Problem:
Of the entries below, copy only those lines that contain the word "write".

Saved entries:
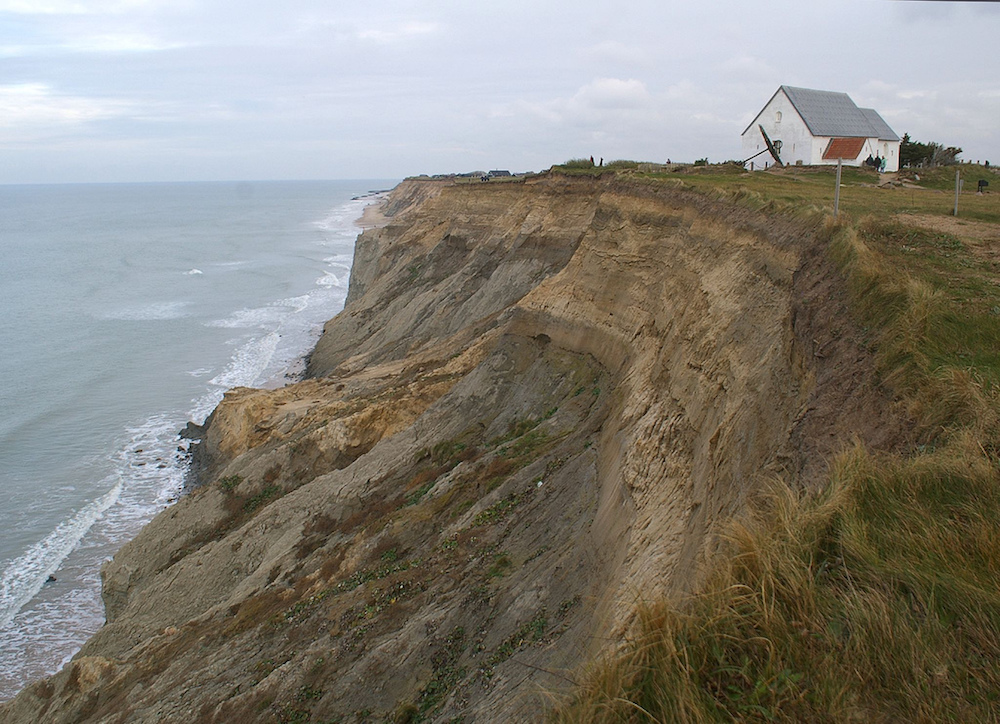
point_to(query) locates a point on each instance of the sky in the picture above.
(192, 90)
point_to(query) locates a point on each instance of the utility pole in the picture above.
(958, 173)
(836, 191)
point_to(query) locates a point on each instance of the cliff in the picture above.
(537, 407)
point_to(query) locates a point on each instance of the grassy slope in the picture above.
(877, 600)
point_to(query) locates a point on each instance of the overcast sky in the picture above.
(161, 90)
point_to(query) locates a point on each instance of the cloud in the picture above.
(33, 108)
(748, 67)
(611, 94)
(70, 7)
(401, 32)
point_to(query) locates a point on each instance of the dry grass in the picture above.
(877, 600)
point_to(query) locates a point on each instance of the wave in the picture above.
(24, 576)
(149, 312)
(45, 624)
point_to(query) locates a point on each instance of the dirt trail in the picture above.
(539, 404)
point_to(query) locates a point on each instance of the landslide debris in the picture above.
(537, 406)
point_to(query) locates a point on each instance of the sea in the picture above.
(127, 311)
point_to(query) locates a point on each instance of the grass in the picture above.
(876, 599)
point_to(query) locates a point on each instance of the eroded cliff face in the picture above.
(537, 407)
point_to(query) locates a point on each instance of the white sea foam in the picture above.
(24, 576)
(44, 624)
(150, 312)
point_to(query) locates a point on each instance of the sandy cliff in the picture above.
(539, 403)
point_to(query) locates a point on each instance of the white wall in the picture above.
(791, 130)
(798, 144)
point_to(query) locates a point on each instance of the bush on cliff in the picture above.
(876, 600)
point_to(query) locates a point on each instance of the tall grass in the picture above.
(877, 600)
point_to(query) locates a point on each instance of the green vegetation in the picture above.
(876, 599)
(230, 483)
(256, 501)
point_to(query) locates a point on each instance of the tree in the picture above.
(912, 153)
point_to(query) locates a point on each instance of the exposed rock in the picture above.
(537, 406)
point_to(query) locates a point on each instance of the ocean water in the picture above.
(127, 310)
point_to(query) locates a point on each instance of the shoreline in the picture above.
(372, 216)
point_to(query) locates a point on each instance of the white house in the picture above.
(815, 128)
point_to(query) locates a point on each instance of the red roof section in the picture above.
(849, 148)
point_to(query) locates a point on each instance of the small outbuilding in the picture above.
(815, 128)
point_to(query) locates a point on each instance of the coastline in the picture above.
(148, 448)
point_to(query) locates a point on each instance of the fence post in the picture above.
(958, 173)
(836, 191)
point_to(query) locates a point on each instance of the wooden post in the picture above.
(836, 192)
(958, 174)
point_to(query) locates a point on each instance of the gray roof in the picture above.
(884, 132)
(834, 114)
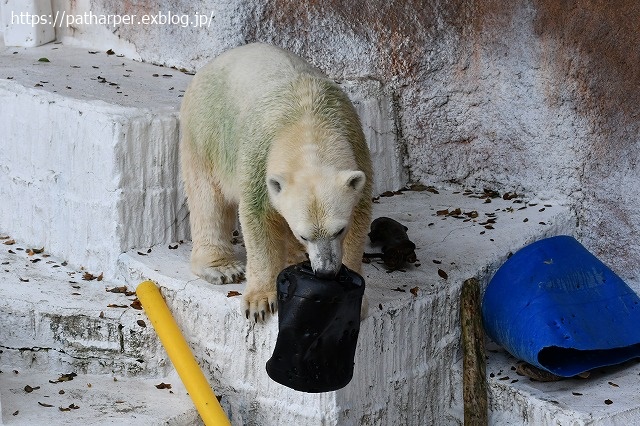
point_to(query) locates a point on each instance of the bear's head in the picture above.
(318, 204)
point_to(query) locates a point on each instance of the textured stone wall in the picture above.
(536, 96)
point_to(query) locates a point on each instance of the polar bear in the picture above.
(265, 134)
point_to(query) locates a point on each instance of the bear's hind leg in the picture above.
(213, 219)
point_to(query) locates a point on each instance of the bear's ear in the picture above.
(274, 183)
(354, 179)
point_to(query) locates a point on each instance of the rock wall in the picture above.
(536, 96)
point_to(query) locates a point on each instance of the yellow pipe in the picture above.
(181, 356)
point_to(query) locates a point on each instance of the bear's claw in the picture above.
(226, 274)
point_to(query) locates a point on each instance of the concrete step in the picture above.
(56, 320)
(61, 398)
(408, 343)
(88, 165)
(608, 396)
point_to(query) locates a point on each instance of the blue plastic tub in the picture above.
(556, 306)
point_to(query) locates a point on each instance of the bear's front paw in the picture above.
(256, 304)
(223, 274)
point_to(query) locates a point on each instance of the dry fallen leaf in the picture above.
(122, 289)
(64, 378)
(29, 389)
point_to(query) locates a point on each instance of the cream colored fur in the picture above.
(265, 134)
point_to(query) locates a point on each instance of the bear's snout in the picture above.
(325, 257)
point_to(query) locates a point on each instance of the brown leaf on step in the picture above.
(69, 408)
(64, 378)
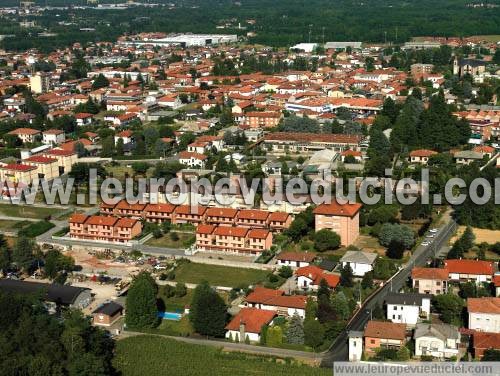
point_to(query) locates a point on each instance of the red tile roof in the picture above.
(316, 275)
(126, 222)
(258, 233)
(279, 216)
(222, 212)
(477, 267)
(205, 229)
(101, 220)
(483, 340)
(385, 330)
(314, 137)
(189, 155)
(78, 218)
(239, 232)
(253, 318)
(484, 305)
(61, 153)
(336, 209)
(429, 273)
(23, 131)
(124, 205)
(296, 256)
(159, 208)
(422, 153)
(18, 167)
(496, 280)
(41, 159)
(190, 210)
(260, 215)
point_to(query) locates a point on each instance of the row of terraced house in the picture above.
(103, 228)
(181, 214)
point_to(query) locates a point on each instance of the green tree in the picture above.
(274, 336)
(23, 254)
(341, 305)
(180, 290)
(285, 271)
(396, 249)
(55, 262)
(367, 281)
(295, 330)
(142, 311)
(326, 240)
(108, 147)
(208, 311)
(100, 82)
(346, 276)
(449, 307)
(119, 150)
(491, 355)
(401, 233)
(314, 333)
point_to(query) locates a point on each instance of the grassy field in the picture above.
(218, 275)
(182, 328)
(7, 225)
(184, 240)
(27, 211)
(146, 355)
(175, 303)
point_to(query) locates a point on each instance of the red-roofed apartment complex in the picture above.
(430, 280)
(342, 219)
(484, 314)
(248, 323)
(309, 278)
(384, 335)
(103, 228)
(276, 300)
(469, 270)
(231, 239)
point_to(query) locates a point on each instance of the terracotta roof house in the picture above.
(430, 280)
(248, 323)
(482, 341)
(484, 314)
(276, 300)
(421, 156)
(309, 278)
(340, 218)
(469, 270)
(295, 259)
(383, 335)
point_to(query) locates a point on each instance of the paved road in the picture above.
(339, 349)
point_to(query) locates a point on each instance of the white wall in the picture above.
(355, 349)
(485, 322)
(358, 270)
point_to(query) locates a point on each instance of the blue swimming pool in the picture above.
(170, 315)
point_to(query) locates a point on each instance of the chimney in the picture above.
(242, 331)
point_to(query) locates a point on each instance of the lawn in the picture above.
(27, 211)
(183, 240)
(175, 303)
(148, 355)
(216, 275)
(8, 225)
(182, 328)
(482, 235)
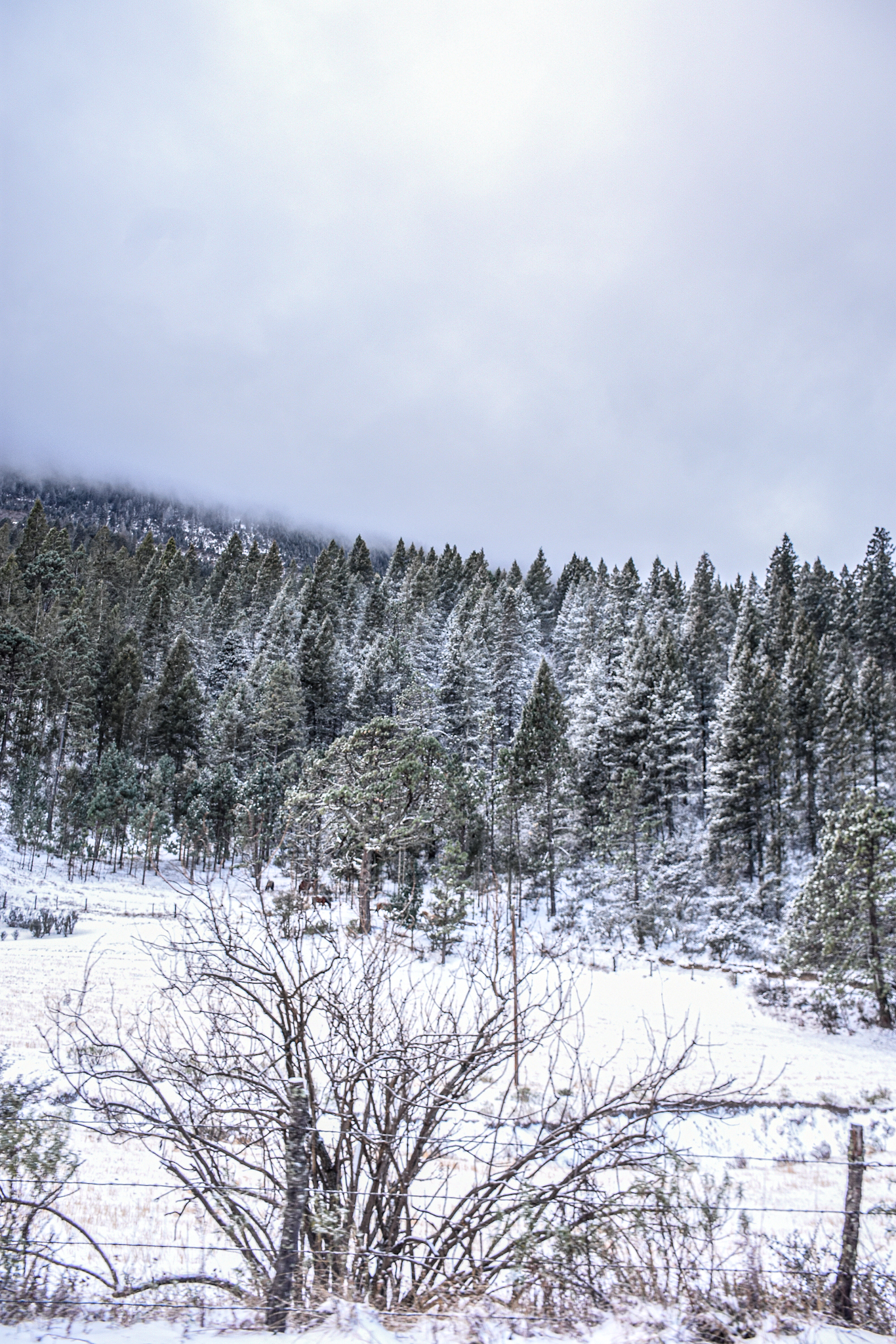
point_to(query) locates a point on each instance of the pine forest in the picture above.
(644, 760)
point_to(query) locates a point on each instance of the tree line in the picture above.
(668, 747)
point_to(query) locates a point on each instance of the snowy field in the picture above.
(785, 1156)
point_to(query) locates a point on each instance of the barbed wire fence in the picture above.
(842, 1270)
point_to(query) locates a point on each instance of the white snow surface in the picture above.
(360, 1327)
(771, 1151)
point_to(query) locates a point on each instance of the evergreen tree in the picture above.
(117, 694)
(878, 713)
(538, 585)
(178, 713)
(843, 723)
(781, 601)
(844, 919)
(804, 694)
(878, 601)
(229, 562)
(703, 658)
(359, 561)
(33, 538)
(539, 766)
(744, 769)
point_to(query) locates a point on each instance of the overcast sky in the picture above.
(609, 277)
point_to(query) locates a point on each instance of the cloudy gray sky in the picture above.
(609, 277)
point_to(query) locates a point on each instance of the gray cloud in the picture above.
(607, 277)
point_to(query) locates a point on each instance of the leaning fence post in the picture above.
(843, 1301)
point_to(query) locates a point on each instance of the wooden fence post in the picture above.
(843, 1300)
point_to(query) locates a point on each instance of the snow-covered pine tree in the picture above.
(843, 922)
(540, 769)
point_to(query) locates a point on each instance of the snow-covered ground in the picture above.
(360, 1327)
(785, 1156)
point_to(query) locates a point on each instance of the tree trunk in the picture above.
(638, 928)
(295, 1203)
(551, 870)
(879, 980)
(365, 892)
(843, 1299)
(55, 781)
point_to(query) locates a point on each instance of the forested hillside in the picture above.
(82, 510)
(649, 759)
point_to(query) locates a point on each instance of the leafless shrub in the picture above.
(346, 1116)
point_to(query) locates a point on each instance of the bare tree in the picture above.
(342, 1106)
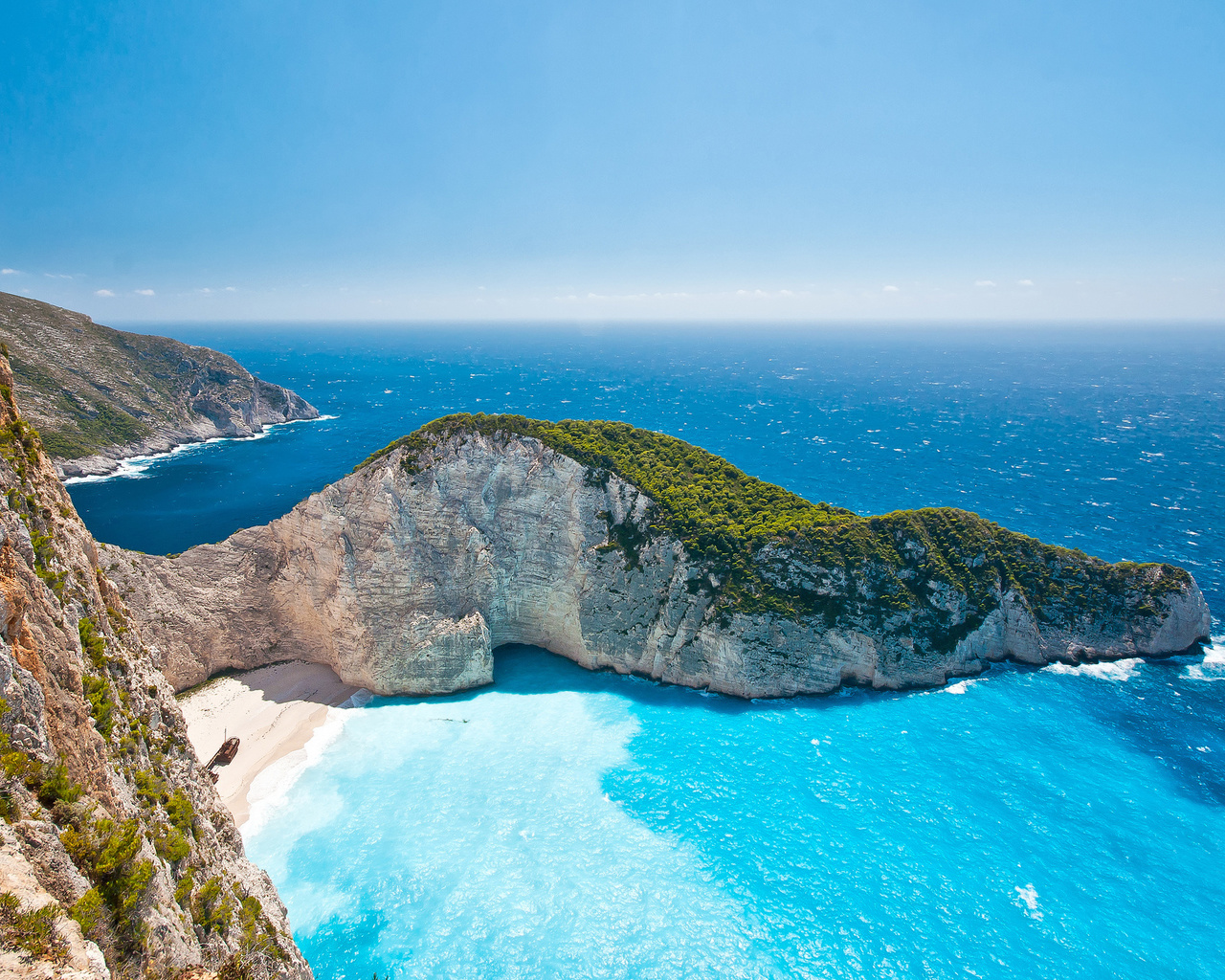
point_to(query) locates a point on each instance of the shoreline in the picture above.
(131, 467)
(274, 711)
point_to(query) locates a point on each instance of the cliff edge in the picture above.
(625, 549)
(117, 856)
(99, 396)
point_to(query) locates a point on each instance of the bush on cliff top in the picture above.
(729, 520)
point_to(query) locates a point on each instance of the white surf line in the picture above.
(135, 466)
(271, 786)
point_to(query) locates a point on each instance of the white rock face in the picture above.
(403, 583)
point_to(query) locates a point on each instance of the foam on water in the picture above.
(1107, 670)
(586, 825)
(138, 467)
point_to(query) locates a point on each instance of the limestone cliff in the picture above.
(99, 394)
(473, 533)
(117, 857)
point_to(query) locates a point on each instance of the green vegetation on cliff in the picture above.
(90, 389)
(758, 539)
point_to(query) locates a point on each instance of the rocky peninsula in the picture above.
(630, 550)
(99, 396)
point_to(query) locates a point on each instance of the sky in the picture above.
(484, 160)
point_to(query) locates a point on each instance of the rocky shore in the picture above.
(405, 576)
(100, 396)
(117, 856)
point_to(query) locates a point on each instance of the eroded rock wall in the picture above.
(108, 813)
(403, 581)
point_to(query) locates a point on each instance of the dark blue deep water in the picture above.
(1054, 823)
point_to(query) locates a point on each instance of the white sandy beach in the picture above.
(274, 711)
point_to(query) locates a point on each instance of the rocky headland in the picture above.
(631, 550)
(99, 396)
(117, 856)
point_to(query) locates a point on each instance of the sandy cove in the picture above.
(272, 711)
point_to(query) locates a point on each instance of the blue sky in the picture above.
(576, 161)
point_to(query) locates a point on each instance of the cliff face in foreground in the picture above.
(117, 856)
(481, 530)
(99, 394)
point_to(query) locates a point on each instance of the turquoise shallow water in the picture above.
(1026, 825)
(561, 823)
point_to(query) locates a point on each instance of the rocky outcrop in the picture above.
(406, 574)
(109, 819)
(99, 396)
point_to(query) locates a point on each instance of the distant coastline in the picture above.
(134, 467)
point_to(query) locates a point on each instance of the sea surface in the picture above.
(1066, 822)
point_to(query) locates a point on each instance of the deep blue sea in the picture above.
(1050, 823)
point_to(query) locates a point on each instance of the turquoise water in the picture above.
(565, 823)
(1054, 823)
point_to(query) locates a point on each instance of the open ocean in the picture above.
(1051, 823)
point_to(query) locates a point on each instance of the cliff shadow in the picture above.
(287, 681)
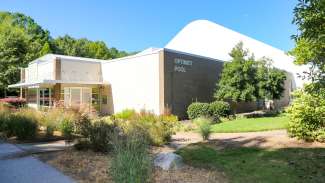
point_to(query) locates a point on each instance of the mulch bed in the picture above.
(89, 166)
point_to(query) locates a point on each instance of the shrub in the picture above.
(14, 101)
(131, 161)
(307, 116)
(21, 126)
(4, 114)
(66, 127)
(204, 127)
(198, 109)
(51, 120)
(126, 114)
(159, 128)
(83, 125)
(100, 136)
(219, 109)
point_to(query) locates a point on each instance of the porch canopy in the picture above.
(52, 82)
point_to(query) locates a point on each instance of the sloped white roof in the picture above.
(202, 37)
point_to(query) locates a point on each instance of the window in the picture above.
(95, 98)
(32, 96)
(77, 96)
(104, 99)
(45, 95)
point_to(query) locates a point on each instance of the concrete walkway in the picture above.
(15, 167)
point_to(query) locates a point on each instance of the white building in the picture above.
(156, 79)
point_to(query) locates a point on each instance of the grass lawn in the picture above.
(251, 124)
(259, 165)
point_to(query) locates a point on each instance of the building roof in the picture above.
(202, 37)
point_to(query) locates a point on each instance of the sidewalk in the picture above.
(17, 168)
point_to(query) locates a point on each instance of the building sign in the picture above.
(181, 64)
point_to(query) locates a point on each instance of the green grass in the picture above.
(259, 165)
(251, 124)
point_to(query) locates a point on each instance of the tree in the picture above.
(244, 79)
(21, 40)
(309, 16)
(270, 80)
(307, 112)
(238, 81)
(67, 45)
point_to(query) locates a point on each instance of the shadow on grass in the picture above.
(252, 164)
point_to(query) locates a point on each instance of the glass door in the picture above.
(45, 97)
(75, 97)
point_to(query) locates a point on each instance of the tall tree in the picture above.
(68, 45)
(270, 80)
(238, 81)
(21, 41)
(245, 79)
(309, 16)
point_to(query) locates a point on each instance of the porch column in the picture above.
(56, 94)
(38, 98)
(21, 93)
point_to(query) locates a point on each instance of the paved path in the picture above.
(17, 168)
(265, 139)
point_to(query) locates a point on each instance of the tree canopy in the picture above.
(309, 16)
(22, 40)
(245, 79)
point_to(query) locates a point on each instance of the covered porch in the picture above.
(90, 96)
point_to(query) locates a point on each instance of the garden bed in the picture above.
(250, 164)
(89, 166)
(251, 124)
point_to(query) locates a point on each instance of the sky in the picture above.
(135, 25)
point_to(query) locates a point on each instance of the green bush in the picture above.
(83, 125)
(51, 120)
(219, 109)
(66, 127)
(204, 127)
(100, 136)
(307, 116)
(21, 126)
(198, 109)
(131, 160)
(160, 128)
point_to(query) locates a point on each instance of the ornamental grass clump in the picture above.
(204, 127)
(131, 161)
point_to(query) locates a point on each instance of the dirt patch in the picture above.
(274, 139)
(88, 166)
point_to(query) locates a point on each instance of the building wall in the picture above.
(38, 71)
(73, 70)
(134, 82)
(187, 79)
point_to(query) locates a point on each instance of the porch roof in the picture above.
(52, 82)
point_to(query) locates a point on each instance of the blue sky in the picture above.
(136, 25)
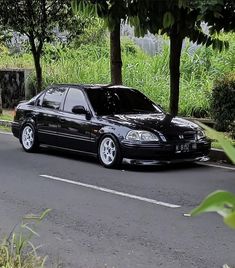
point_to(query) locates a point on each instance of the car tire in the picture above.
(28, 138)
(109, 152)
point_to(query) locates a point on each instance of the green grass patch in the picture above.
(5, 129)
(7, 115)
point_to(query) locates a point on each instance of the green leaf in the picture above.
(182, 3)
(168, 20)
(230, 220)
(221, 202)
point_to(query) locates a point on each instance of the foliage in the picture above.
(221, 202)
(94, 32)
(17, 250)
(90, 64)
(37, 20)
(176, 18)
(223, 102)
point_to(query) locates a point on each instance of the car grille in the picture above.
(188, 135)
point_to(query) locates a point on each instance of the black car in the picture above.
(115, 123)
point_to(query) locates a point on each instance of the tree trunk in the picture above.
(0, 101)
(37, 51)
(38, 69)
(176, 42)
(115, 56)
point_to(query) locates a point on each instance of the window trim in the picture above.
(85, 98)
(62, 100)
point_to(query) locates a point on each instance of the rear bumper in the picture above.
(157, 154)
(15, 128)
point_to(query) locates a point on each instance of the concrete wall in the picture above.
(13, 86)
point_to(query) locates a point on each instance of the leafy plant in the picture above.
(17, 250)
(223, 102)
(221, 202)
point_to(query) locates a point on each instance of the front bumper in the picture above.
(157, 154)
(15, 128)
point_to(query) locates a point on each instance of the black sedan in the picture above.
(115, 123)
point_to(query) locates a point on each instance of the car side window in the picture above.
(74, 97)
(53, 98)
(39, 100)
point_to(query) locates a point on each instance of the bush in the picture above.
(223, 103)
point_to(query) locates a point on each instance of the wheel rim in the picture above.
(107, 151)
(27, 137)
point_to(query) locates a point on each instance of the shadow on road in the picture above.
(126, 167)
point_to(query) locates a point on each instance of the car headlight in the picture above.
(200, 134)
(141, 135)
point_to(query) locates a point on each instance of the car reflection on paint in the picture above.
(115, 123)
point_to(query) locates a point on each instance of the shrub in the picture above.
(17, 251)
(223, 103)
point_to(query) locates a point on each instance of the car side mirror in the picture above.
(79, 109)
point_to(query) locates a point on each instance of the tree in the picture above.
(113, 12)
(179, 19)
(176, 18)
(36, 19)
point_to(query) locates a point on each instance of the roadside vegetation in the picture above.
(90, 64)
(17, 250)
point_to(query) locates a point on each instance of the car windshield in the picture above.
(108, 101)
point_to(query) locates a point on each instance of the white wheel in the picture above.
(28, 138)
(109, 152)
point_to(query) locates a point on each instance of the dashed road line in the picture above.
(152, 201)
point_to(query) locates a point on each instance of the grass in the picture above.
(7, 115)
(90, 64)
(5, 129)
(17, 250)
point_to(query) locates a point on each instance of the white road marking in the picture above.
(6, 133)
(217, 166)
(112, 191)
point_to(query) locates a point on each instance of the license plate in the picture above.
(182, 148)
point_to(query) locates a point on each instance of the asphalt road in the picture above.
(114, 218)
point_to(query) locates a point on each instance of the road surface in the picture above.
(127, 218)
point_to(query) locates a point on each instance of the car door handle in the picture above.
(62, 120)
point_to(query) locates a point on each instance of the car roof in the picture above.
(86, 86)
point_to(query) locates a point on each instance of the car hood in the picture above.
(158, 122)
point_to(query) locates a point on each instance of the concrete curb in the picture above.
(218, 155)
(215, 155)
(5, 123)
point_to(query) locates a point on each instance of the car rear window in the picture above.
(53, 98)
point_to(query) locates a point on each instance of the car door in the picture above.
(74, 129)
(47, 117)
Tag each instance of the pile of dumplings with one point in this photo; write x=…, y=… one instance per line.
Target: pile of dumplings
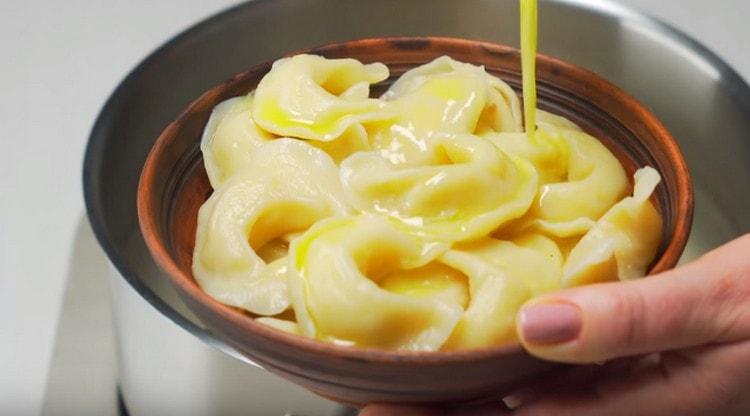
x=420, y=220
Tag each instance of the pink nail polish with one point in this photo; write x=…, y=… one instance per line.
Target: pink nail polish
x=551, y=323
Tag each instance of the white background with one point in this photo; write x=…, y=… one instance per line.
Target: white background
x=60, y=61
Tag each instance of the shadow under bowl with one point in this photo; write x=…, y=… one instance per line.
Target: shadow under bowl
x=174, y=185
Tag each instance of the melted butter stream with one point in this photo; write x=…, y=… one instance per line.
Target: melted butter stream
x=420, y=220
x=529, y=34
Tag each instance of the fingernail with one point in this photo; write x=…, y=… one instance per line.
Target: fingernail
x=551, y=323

Result of the task:
Tag each instance of the pile of dumplings with one point in this photo; write x=…, y=… one instance per line.
Tag each instance of the pink nail polish with one point in this photo; write x=…, y=… one instance per line.
Tag each instance of the white background with one point in this photo; write x=…, y=… one instance per line.
Tag each instance of the shadow under bowl with one point in this photo; write x=…, y=… one instance per line.
Tag each instance of the melted butter stream with one point in this photo; write x=…, y=… one instance per line.
Tag each instance of the fingernail with one point in this photo; write x=…, y=… one instance per line.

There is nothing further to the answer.